TASK INSTRUCTIONS
Convert the entries below into a two-column CSV with the header entry_text,answer and one row per entry. Put each entry's text and its answer in a quoted field of its own, with line breaks replaced by spaces.

STORED RECORDS
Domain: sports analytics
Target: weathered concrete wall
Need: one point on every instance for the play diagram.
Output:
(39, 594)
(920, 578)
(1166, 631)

REPLY
entry_text,answer
"Domain: sports analytics Target: weathered concrete wall Need: one point on every instance for the play diagram. Output:","(39, 594) (920, 578) (1166, 631)"